*SELECTED EXCERPT*:
• • • • •

EUR/USD trading above 1.13 on Thursday

Source: Dukascopy Bank SA
  • SWFX market sentiment is 61% bearish
  • Trader set up pending orders are 56% short
  • Pair opened Thursday's session at the 1.1288 level
  • Aggregate daily technical indicators bet EUR/USD will remain unchanged
  • Economic events to watch over the next 24 hours: EU Current Account (June); EU CPI (July); EU ECB Monetary Policy Accounts; US Initial Jobless Claims (Aug 13); US Philly Fed Manufacturing (Aug); FOMC member Dudley speaks; US Leading Indicators (July)
The Euro has slowed down its surge against the US Dollar, as the currency exchange rate encountered resistance put up by the weekly R2 at 1.1302. The resistance slowed down the surge, as the currency pair broke through the resistance on early Thursday morning. Previously, the common European currency jumped against the Greenbacks, as the rate surged from 1.1182 at the start of Tuesday's trading session to 1.1278 at the end of day's trading.

US crude oil inventories dropped after three consecutive weeks of gains, fresh data showed on Wednesday. According to the Energy Information Administration's (EIA) weekly report, US oil stockpiles fell 2.5 million barrels in the week ended August 12, compared to the 1.1 million barrel upturn seen in the previous seven days, while market analysts anticipated a slight increase of 300,000 barrels in the reported period. Furthermore, the EIA reported that gasoline inventories dropped 2.7 million barrels in the same period, following the 2.8 million barrel decline seen previously, whereas markets pencilled in a decrease of 1.5 million barrels. Meanwhile, distillate stockpiles rose 1.9 million barrels, after falling 2.0 million in the preceding week, while economic desks expected to see a 600,000 drop. On Tuesday, the American Petroleum Institute (API) reported a bigger-than-expected 1 million-barrel fall in US crude oil inventories and a 2.2 million climb in gasoline stockpiles for the week ending August 12. Oil prices rebounded from their lows they touched two weeks ago amid fresh talks by some OPEC members to restrain output at the September meeting in Algiers. Nevertheless, analysts remain sceptical, arguing that the OPEC cartel and non-OPEC countries will not reach an agreement at their upcoming meeting next month.

• • • • •

*TASK MATERIAL*:

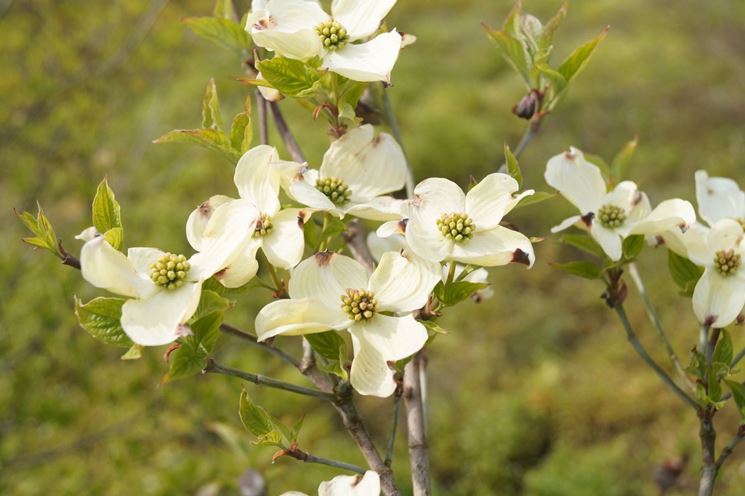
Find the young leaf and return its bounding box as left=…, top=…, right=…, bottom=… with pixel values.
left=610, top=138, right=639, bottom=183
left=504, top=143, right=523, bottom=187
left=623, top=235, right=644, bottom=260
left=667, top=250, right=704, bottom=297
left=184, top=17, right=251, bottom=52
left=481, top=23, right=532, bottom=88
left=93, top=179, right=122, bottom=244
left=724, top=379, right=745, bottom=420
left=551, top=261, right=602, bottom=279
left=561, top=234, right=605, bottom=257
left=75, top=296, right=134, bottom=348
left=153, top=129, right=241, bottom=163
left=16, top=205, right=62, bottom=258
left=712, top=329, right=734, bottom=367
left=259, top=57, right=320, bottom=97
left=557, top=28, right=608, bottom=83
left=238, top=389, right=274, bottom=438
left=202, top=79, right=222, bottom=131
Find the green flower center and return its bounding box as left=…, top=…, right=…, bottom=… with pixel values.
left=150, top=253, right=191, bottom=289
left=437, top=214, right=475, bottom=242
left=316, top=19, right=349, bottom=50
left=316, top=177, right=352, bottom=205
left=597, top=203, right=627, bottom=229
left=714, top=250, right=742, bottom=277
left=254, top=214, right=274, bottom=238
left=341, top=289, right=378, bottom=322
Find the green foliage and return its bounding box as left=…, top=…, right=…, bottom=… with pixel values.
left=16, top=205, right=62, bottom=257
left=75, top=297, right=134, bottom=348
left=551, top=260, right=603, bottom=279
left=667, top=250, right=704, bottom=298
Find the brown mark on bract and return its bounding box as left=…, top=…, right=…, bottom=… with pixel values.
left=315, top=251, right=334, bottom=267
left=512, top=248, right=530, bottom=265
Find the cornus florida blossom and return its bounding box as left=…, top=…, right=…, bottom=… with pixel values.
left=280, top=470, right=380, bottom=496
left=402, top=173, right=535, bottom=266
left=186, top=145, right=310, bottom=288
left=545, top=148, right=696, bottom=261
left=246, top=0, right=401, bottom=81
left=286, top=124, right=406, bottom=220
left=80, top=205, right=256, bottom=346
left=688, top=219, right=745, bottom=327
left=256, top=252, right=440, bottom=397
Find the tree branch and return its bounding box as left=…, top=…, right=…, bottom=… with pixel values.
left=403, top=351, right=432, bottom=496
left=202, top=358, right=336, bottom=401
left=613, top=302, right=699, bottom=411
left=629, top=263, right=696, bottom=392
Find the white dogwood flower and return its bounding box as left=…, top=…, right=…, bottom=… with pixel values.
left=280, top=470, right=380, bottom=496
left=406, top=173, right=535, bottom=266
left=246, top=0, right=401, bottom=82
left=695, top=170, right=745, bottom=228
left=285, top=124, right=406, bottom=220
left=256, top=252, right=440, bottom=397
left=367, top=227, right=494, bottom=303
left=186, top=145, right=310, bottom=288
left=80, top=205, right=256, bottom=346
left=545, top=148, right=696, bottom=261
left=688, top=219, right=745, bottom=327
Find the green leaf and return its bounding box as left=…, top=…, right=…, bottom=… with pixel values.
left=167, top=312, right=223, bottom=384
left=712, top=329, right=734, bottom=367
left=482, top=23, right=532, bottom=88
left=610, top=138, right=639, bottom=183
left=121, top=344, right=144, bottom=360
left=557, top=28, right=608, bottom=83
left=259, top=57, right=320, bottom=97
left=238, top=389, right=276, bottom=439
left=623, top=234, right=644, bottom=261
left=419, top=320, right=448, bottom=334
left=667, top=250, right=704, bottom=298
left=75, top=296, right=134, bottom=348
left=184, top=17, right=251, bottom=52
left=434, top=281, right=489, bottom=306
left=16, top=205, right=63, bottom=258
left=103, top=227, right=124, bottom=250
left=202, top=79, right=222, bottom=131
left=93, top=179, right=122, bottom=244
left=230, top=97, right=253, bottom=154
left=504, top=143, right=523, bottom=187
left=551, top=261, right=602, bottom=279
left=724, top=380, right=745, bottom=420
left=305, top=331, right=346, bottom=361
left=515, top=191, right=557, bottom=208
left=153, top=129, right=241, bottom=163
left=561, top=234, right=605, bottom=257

• • • • •

*COMPLETE THE FOLLOWING*:
1. Answer these questions from the EUR/USD report:
(a) At what level did the pair open Thursday's session?
(b) According to the EIA, by how much did US oil stockpiles fall in the week ended August 12?
(c) Where will the September meeting be held?
2. Rescale the stretch of records from the line containing "Find the green flower" through the line containing "left=316, top=177, right=352, bottom=205", including both. Rewrite only those lines, keeping the request as is, and multiply each bounding-box coordinate in the answers by 0.95, rounding to whole numbers with halves going up.
The text and the records were taken from separate sources.

*THE REPLIES*:
1.
(a) 1.1288
(b) 2.5 million barrels
(c) Algiers

2.
Find the green flower center and return its bounding box as left=…, top=…, right=…, bottom=… with pixel values.
left=143, top=240, right=181, bottom=275
left=415, top=203, right=451, bottom=230
left=300, top=18, right=332, bottom=48
left=300, top=168, right=334, bottom=195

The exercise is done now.